Type out the material below exactly.

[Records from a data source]
◇ ◇ ◇ ◇ ◇
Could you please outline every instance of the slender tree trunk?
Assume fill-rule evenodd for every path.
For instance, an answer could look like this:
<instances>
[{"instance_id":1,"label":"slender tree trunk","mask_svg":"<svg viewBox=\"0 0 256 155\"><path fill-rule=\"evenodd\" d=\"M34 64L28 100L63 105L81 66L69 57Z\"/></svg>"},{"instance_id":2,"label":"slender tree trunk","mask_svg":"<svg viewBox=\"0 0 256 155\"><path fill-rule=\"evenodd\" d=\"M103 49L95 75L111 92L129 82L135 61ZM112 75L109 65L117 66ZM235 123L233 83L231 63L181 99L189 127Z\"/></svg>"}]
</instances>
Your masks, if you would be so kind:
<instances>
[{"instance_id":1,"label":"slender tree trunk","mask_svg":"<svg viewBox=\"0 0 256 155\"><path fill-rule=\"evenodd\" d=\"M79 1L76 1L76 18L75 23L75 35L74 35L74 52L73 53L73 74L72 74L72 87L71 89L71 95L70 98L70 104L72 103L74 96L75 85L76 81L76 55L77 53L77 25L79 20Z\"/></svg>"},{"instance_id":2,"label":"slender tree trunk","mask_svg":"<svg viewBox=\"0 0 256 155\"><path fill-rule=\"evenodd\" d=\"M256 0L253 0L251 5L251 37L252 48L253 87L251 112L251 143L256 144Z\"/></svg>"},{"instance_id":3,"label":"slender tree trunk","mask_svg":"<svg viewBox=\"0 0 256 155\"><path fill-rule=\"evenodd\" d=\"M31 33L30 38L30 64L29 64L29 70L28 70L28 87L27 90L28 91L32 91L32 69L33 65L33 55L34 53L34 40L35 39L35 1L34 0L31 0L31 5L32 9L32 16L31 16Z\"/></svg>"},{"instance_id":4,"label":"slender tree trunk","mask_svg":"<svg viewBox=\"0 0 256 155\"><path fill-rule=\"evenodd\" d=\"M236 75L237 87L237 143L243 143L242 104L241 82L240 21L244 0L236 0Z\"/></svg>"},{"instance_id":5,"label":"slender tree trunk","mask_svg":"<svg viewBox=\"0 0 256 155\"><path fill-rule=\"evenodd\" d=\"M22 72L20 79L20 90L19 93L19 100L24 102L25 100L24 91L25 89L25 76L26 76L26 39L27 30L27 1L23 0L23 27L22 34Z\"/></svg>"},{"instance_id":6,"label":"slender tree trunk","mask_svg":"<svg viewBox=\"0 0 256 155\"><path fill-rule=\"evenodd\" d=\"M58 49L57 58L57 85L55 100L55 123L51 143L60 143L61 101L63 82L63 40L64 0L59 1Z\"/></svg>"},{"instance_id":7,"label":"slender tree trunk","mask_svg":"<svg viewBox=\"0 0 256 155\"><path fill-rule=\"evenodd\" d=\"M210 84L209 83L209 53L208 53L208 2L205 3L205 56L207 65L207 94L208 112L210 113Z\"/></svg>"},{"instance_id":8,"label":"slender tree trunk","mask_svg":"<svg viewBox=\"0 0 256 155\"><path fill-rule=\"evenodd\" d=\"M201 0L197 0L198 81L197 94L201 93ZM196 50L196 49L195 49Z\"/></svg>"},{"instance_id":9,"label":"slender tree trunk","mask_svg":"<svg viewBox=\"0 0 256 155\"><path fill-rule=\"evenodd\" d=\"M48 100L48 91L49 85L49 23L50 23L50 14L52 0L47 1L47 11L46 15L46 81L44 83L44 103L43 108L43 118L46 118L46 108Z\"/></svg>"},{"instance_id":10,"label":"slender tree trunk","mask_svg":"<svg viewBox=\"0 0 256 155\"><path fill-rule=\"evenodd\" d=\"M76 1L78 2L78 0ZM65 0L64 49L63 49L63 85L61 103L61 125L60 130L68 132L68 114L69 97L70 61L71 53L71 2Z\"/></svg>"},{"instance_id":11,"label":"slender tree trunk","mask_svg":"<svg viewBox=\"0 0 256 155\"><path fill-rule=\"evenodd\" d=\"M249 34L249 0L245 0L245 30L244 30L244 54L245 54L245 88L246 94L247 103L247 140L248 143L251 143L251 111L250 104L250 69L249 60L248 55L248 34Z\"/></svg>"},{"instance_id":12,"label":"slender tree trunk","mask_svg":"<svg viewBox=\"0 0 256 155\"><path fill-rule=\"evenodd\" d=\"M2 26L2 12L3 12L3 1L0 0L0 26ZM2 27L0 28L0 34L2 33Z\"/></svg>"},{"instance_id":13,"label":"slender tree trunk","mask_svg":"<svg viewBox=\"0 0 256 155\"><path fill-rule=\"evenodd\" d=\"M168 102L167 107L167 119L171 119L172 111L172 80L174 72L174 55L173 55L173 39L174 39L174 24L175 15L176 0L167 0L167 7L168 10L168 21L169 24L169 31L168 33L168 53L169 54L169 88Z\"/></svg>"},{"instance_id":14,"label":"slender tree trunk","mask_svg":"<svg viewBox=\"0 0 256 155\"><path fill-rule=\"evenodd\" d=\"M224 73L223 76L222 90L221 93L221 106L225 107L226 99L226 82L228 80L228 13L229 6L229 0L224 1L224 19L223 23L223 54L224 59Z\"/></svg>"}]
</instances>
◇ ◇ ◇ ◇ ◇
◆ **Written solution**
Could you please outline every instance of the slender tree trunk?
Assume fill-rule evenodd for every path.
For instance, an answer could look like this:
<instances>
[{"instance_id":1,"label":"slender tree trunk","mask_svg":"<svg viewBox=\"0 0 256 155\"><path fill-rule=\"evenodd\" d=\"M34 64L28 100L63 105L81 66L69 57Z\"/></svg>"},{"instance_id":2,"label":"slender tree trunk","mask_svg":"<svg viewBox=\"0 0 256 155\"><path fill-rule=\"evenodd\" d=\"M103 49L95 75L111 92L129 82L135 61ZM112 75L109 65L117 66ZM235 123L233 83L231 63L181 99L189 127Z\"/></svg>"}]
</instances>
Your masks, if you would be so kind:
<instances>
[{"instance_id":1,"label":"slender tree trunk","mask_svg":"<svg viewBox=\"0 0 256 155\"><path fill-rule=\"evenodd\" d=\"M79 1L76 1L76 18L75 23L75 35L74 35L74 52L73 53L73 74L72 74L72 87L71 89L71 95L70 98L70 104L72 103L74 96L75 85L76 81L76 55L77 53L77 25L79 20Z\"/></svg>"},{"instance_id":2,"label":"slender tree trunk","mask_svg":"<svg viewBox=\"0 0 256 155\"><path fill-rule=\"evenodd\" d=\"M256 0L253 0L251 5L251 37L252 48L253 87L251 112L251 143L256 144Z\"/></svg>"},{"instance_id":3,"label":"slender tree trunk","mask_svg":"<svg viewBox=\"0 0 256 155\"><path fill-rule=\"evenodd\" d=\"M31 33L30 38L30 64L29 64L29 70L28 70L28 87L27 90L28 91L32 91L32 69L33 65L33 55L34 53L34 40L35 39L35 1L34 0L31 0L31 5L32 9L32 16L31 16Z\"/></svg>"},{"instance_id":4,"label":"slender tree trunk","mask_svg":"<svg viewBox=\"0 0 256 155\"><path fill-rule=\"evenodd\" d=\"M236 75L237 87L237 143L243 143L242 104L241 82L240 21L244 0L236 0Z\"/></svg>"},{"instance_id":5,"label":"slender tree trunk","mask_svg":"<svg viewBox=\"0 0 256 155\"><path fill-rule=\"evenodd\" d=\"M22 72L20 79L20 90L19 93L19 100L24 102L25 100L24 91L25 89L25 76L26 76L26 39L27 30L27 1L23 0L23 27L22 34Z\"/></svg>"},{"instance_id":6,"label":"slender tree trunk","mask_svg":"<svg viewBox=\"0 0 256 155\"><path fill-rule=\"evenodd\" d=\"M58 49L57 58L57 85L55 100L55 123L51 143L60 143L61 101L63 82L63 40L64 0L59 1Z\"/></svg>"},{"instance_id":7,"label":"slender tree trunk","mask_svg":"<svg viewBox=\"0 0 256 155\"><path fill-rule=\"evenodd\" d=\"M210 84L209 83L209 53L208 53L208 2L205 3L205 56L207 65L207 94L208 112L210 113Z\"/></svg>"},{"instance_id":8,"label":"slender tree trunk","mask_svg":"<svg viewBox=\"0 0 256 155\"><path fill-rule=\"evenodd\" d=\"M201 0L197 0L198 81L197 94L201 93ZM196 50L196 49L195 49Z\"/></svg>"},{"instance_id":9,"label":"slender tree trunk","mask_svg":"<svg viewBox=\"0 0 256 155\"><path fill-rule=\"evenodd\" d=\"M48 100L48 91L49 85L49 23L50 23L50 14L52 0L47 1L47 11L46 15L46 81L44 83L44 103L43 108L43 118L46 118L46 108Z\"/></svg>"},{"instance_id":10,"label":"slender tree trunk","mask_svg":"<svg viewBox=\"0 0 256 155\"><path fill-rule=\"evenodd\" d=\"M76 1L78 2L78 0ZM65 0L64 49L63 49L63 85L61 103L61 125L60 130L68 132L68 114L69 97L70 61L71 53L71 2Z\"/></svg>"},{"instance_id":11,"label":"slender tree trunk","mask_svg":"<svg viewBox=\"0 0 256 155\"><path fill-rule=\"evenodd\" d=\"M249 34L249 0L245 0L245 30L244 30L244 54L245 54L245 88L246 94L247 103L247 140L248 143L251 143L251 111L250 104L250 69L249 60L248 55L248 34Z\"/></svg>"},{"instance_id":12,"label":"slender tree trunk","mask_svg":"<svg viewBox=\"0 0 256 155\"><path fill-rule=\"evenodd\" d=\"M2 26L2 12L3 12L3 1L0 0L0 26ZM2 27L0 28L0 34L2 33Z\"/></svg>"},{"instance_id":13,"label":"slender tree trunk","mask_svg":"<svg viewBox=\"0 0 256 155\"><path fill-rule=\"evenodd\" d=\"M168 102L167 107L167 119L171 119L172 111L172 80L174 72L174 55L173 55L173 39L174 39L174 24L175 15L176 0L167 0L167 7L168 10L168 21L169 24L169 31L168 33L168 53L169 54L169 88Z\"/></svg>"},{"instance_id":14,"label":"slender tree trunk","mask_svg":"<svg viewBox=\"0 0 256 155\"><path fill-rule=\"evenodd\" d=\"M224 73L223 76L222 90L221 93L221 106L225 107L226 99L226 82L228 80L228 13L229 6L229 0L224 1L224 19L223 23L223 54L224 59Z\"/></svg>"}]
</instances>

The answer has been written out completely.